本文:
December 09, 2024

賃上げを宣言し、やり方を変え、生産性を大きく高めた国内ユニクロ事業

Takasaito2か月前になりますが、ユニクロを展開するファーストリテイリングが
2024年度8月期の決算を発表しました。

この決算の内容を
WWDJAPAN12月9日号の連載記事「ファッション業界のミカタ」で
徹底分析をさせて頂きました。

年商3兆円、営業利益は5000億円超えと過去最高。

グローバル化が進む同社の中で、
今回、最も僕の目を引いたのは

中国でもない、欧米でもない

ズバリ国内ユニクロ事業の躍進でした。

というのは

2010年8月期のヒートテックブーム時に記録して
これまで超えることができなかった
過去最高益を14年ぶりに更新したからです。

その理由を紐解くと、いくつかの
環境の変化にうまく対応したユニクロの強さが見えてきます。

まず
売り上げの伸びについては
店舗のスクラップ&ビルドを繰り返し
1店舗あたりの売上高を高めていること

Eコマースを強化して、店舗以外の売り上げを増やしていること

そして、それに上乗せするように

インバウンド需要(免税売上高)が
国内ユニクロ事業の売り上げ構成比の8%を占めるようになったこと

が挙げられます。

課題:
上に示した国内ユニクロ事業についての本文を、一字一句変えずに全文引用しなさい。

記録抜粋:

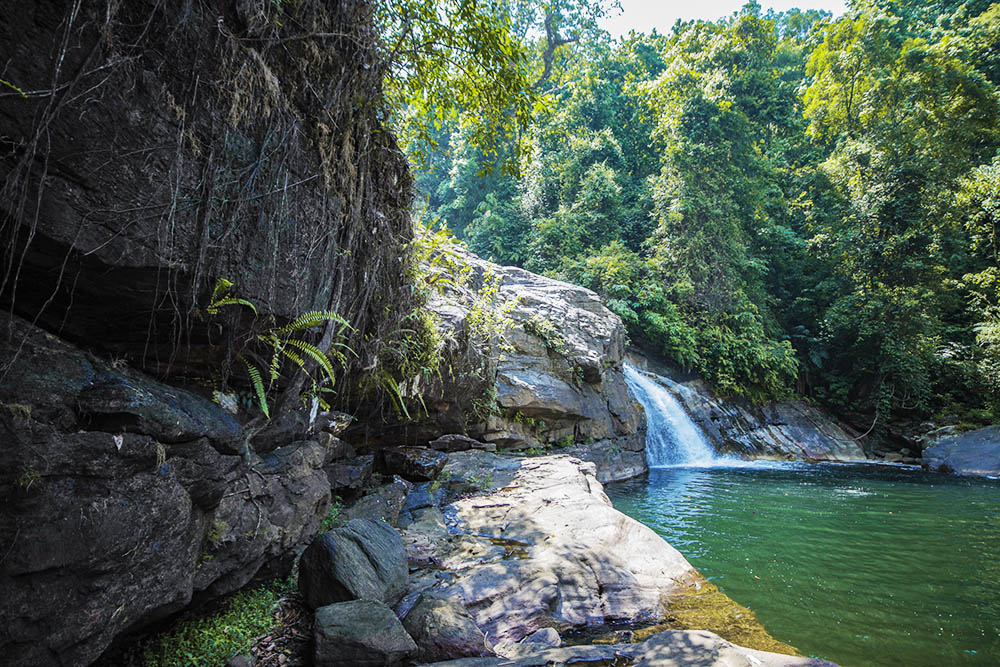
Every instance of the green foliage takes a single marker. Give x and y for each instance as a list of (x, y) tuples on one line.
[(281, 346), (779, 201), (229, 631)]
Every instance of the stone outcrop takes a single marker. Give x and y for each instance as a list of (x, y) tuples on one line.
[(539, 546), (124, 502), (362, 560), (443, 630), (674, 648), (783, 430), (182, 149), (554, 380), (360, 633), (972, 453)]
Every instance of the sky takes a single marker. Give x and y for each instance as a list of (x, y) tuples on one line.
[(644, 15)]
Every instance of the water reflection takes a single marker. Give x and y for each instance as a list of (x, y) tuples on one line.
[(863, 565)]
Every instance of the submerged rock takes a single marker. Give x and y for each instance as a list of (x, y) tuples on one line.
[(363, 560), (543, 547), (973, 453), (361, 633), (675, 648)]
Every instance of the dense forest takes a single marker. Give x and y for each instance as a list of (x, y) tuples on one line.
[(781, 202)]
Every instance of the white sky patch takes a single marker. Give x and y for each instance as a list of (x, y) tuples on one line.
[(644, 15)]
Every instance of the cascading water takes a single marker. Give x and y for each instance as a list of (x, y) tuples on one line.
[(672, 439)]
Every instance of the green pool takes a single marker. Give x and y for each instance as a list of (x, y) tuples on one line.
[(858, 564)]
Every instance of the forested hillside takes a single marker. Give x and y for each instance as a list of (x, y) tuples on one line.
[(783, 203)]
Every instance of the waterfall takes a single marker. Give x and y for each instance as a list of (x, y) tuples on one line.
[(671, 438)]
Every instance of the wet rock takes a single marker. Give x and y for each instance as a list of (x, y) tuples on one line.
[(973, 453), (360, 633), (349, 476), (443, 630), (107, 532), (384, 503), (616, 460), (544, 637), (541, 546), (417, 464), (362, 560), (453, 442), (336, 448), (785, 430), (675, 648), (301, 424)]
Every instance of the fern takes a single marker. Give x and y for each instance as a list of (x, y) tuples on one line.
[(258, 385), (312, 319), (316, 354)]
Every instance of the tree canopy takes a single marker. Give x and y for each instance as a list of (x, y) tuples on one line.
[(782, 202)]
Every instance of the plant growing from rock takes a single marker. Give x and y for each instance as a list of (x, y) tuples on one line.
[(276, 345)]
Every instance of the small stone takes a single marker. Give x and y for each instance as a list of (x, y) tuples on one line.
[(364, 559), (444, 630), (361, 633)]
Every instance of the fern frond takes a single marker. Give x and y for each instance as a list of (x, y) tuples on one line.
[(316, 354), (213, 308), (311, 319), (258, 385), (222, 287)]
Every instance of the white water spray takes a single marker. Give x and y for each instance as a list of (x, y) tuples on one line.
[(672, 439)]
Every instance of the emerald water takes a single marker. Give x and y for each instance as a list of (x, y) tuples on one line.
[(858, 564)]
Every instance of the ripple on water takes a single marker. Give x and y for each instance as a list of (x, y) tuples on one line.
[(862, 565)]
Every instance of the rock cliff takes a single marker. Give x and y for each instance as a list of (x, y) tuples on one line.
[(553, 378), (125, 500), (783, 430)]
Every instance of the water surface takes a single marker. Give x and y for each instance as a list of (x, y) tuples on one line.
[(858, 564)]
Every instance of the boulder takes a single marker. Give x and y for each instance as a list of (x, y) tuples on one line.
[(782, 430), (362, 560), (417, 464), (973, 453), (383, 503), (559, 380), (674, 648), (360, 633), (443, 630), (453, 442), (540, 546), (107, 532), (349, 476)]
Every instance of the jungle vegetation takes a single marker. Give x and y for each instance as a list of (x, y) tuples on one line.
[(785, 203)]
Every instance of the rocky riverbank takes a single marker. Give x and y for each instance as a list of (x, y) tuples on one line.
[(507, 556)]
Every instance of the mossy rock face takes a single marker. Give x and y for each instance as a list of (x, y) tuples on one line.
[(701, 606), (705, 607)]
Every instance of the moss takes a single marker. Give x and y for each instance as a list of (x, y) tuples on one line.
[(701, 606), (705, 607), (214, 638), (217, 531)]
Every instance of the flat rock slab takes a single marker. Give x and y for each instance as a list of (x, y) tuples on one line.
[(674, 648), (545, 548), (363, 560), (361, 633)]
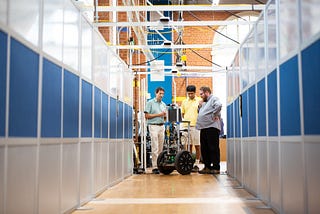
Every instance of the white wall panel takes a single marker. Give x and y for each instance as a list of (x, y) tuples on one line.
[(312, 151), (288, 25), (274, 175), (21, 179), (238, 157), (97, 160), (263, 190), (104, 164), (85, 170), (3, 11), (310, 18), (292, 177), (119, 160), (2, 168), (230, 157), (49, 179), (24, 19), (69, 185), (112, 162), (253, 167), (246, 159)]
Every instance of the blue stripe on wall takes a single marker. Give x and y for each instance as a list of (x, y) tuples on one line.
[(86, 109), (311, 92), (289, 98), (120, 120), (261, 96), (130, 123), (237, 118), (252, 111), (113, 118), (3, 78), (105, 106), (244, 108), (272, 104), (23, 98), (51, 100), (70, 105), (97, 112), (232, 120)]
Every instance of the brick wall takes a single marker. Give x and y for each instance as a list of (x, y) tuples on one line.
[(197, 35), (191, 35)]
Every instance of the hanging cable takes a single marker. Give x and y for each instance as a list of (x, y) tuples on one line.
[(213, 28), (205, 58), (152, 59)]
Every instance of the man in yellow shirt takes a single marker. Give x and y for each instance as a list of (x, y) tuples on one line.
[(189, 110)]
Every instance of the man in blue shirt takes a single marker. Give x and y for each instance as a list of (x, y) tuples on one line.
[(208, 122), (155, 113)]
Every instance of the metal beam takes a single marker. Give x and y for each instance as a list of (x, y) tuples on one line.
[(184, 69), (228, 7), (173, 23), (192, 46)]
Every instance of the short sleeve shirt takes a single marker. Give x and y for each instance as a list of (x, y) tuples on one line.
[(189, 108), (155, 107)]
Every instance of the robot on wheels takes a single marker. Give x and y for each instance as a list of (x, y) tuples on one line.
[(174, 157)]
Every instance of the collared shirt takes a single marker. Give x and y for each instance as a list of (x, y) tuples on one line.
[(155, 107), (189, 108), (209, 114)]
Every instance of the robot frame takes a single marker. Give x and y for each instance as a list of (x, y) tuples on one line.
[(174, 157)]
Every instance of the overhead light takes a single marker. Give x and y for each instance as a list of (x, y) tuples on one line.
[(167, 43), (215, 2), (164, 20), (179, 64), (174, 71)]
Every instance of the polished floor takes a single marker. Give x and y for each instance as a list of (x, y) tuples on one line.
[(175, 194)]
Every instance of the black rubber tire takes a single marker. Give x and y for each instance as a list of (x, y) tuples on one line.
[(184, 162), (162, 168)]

解答例:
December 09, 2024

賃上げを宣言し、やり方を変え、生産性を大きく高めた国内ユニクロ事業

Takasaito2か月前になりますが、ユニクロを展開するファーストリテイリングが
2024年度8月期の決算を発表しました。

この決算の内容を
WWDJAPAN12月9日号の連載記事「ファッション業界のミカタ」で
徹底分析をさせて頂きました。

年商3兆円、営業利益は5000億円超えと過去最高。

グローバル化が進む同社の中で、
今回、最も僕の目を引いたのは

中国でもない、欧米でもない

ズバリ国内ユニクロ事業の躍進でした。

というのは

2010年8月期のヒートテックブーム時に記録して
これまで超えることができなかった
過去最高益を14年ぶりに更新したからです。

その理由を紐解くと、いくつかの
環境の変化にうまく対応したユニクロの強さが見えてきます。

まず
売り上げの伸びについては
店舗のスクラップ&ビルドを繰り返し
1店舗あたりの売上高を高めていること

Eコマースを強化して、店舗以外の売り上げを増やしていること

そして、それに上乗せするように

インバウンド需要(免税売上高)が
国内ユニクロ事業の売り上げ構成比の8%を占めるようになったこと

が挙げられます。